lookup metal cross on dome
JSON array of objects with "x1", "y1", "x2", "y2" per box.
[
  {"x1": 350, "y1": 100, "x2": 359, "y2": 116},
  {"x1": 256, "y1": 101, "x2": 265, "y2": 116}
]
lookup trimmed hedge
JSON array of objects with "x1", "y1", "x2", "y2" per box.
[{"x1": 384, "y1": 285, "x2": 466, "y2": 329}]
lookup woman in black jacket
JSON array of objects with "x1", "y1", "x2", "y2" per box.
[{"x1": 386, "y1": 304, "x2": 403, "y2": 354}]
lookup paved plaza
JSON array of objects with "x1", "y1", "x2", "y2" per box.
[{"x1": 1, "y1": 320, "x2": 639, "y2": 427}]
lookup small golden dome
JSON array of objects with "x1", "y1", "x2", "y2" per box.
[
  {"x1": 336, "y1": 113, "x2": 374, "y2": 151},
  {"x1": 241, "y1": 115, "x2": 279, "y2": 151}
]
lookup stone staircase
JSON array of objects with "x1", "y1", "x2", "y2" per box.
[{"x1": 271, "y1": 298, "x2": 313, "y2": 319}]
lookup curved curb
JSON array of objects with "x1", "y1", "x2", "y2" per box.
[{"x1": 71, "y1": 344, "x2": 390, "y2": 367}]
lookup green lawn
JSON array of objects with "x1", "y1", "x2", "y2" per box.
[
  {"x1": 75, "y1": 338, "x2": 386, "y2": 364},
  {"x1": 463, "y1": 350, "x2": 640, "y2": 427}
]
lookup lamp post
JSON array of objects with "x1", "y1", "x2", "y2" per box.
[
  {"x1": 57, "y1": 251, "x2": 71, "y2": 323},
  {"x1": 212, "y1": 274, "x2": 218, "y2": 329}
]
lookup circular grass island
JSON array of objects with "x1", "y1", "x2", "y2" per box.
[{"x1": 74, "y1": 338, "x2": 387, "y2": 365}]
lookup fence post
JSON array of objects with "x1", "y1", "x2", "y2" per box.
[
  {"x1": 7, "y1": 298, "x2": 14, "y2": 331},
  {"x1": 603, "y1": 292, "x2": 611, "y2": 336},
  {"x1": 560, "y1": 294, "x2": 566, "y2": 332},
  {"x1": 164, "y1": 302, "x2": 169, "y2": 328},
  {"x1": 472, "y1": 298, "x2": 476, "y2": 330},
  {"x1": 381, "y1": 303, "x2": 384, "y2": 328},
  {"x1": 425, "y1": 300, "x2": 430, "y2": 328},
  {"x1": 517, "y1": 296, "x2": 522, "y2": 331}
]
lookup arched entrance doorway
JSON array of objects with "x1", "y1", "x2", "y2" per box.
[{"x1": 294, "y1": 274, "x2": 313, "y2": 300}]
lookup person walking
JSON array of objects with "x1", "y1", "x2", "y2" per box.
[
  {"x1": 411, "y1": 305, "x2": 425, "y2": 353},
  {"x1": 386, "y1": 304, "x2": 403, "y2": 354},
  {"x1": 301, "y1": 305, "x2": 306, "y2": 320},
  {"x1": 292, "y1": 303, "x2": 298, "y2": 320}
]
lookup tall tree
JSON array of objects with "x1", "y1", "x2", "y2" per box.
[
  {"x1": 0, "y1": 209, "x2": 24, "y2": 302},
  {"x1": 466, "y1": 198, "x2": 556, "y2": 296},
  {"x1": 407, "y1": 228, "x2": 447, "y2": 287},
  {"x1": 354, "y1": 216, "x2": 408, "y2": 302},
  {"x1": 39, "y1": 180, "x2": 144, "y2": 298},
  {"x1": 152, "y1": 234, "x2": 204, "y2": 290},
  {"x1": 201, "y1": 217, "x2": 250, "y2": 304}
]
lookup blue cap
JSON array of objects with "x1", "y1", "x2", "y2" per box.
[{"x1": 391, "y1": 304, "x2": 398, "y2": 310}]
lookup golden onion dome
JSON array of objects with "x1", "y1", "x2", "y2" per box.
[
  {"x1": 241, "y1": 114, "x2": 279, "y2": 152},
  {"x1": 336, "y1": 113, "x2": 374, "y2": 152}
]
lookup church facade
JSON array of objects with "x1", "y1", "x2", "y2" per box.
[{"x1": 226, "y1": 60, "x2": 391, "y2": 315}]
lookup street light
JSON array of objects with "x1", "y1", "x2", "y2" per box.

*****

Problem statement -
Write down how many lines of the data above carry the word "dome". Nothing else belongs in the answer.

Answer to this exercise -
3